What is asked ->
Only the lines from the line containing "Where can you see the black" to the end of the entries should be repeated, exactly as they appear.

Dataset excerpts ->
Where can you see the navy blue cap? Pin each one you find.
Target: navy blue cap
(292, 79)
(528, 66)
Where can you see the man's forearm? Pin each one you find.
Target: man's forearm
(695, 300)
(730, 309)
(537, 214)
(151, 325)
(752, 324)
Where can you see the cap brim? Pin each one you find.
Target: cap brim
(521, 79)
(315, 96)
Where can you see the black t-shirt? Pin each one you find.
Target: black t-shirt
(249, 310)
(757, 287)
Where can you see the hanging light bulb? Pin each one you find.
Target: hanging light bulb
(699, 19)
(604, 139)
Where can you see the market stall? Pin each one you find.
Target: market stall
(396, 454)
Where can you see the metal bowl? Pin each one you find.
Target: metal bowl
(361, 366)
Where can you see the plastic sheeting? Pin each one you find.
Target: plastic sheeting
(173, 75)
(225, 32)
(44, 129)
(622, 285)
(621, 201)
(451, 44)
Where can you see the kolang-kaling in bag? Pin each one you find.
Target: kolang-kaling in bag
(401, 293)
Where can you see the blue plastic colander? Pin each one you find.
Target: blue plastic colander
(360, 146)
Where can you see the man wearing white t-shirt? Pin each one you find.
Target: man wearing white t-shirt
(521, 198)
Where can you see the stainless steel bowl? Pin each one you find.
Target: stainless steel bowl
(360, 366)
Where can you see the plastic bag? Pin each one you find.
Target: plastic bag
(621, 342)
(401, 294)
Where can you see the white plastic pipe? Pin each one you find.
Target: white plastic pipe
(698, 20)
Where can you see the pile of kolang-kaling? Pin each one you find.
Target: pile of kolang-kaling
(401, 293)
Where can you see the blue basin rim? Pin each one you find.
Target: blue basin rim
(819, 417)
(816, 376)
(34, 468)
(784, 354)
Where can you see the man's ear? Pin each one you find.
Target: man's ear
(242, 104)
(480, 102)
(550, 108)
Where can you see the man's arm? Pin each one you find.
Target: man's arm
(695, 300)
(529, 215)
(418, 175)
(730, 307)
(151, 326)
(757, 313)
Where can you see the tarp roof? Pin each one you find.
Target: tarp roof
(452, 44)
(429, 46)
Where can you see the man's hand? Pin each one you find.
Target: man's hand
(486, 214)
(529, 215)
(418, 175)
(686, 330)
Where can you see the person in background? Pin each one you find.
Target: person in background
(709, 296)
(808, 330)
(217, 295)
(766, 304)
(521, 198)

Problem solution ->
Where can you see the black t-shirt? Pin each one you find.
Target: black t-shirt
(249, 310)
(757, 287)
Where can you see the hanging light bulb? Pin each one you find.
Target: hanging light bulb
(699, 19)
(604, 139)
Where can you see the market stall? Pin each one you find.
Target: market stall
(396, 454)
Where can you see the metal bowl? Pin each one you find.
Target: metal bowl
(361, 366)
Where can you see the plastic sheeting? Pin each one you find.
Target: plastic sheeting
(173, 75)
(225, 32)
(44, 129)
(622, 285)
(621, 201)
(451, 44)
Where can you see the kolang-kaling in bag? Pin each one you find.
Target: kolang-kaling in bag
(401, 293)
Where can you see the blue plastic colander? Pin each one you find.
Target: blue plastic colander
(360, 146)
Where can you see the man wearing white t-shirt? Pin each one you find.
Target: man wearing white t-shirt
(521, 198)
Where can you see the stainless steel bowl? Pin each one you find.
Target: stainless steel bowl
(360, 366)
Where can you see the plastic bag? Pin each one you find.
Target: plastic bag
(621, 342)
(401, 294)
Where can you see the white plastic pipe? Pin each one you find.
Target: white plastic pipe
(698, 20)
Where can you see the pile of kolang-kaling? Pin each one you find.
Target: pile of kolang-kaling
(401, 293)
Where can you see the blue basin rim? Pin each one you find.
Target: blue basin rim
(819, 417)
(816, 376)
(34, 468)
(784, 354)
Where can you see the man's ear? Pin each one you find.
Target: man's ear
(242, 104)
(480, 102)
(550, 108)
Where can you see the man's arm? Pin each one you find.
Target: man's arm
(695, 300)
(529, 215)
(418, 175)
(730, 307)
(151, 326)
(757, 313)
Where can you see the tarp roof? Pin each one you find.
Target: tarp roof
(452, 44)
(429, 46)
Where can you see the man's hand? Pin each one you find.
Target: man's hand
(486, 214)
(529, 215)
(418, 175)
(686, 330)
Where can you see the person in background? Pin each one you find.
Target: person in background
(709, 296)
(808, 330)
(217, 295)
(766, 304)
(521, 198)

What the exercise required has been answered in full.